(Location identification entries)
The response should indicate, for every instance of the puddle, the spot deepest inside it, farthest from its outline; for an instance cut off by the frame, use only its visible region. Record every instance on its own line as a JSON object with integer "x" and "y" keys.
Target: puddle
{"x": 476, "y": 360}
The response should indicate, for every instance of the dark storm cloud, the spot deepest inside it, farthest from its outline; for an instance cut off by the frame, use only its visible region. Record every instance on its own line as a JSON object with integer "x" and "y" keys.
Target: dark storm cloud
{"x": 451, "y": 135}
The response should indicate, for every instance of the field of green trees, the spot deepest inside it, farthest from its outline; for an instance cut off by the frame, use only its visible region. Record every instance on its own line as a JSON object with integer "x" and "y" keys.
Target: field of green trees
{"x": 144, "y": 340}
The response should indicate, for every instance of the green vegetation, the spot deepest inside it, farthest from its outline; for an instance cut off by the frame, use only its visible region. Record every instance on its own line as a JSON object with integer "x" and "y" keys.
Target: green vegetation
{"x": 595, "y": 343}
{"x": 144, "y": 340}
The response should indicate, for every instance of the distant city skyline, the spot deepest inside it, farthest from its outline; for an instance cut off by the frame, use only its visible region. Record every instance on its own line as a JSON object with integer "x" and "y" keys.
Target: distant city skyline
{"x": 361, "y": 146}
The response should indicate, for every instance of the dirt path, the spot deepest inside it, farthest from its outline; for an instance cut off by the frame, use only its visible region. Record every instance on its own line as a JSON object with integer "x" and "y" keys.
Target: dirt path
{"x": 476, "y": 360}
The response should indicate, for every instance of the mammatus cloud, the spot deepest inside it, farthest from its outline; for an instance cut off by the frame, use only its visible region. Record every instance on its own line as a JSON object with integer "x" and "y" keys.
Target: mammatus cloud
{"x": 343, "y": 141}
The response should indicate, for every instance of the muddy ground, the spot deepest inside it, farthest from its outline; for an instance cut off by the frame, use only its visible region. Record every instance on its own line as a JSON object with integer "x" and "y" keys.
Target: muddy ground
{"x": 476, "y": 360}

Instructions for the task: Rewrite all of the entries above, changing "spot" to "point" wherever it occurs and leaving every other part unchanged.

Solution for this problem:
The response should indicate, for every instance of the puddle, the point deepest inside it, farthest from its outline; for an instance cut off by the frame, use only its visible region. Record every instance on its own line as a JSON object with integer "x" and "y" keys.
Target: puddle
{"x": 476, "y": 360}
The response should indicate, for every instance of the dark storm cloud, the point deepest inside it, farthest from its outline; for an instance cut off by the frame, use only its visible region. Record every instance on its own line as a JSON object with integer "x" and "y" keys.
Target: dark storm cloud
{"x": 451, "y": 135}
The response should indicate, for every instance of the field of green trees, the point deepest inside it, farthest from its outline; for an instance cut off by the frame, use only its visible region. Record every instance on its own line as a JSON object with integer "x" and "y" keys.
Target: field of green trees
{"x": 144, "y": 340}
The response should indicate, for every instance of the green vegetation, the point deepest inside it, farthest from its outline; for an instance cut off by the frame, use only its visible region. Record every instance on its own line as a JSON object with integer "x" and "y" keys.
Target: green vegetation
{"x": 595, "y": 343}
{"x": 144, "y": 340}
The response should indicate, for every instance of the distant city skyline, the point deepest inside it, farthest from its outline; for an instance cut off by the frame, use only its visible region. Record every instance on its own line as a JSON object with integer "x" and "y" keys.
Target: distant city skyline
{"x": 361, "y": 146}
The response should indicate, for every instance of the dirt path, the point deepest inside it, farthest from its outline; for an instance cut off by the frame, use only its visible region. Record every instance on its own line as a JSON object with integer "x" and "y" keys.
Target: dirt path
{"x": 476, "y": 360}
The response should indicate, for every instance of the mammatus cloud, the point deepest inside it, farthest from its outline; for an instance cut off by the frame, use only its visible region. Record every instance on its own line as a JSON object with integer "x" and "y" keys.
Target: mammatus cloud
{"x": 343, "y": 141}
The response should indicate, for every instance of the muddy ground, the point deepest inside it, farthest from its outline; for an instance cut off by the frame, use only its visible region. Record every instance on its own line as a JSON object with integer "x" and "y" keys.
Target: muddy ground
{"x": 476, "y": 360}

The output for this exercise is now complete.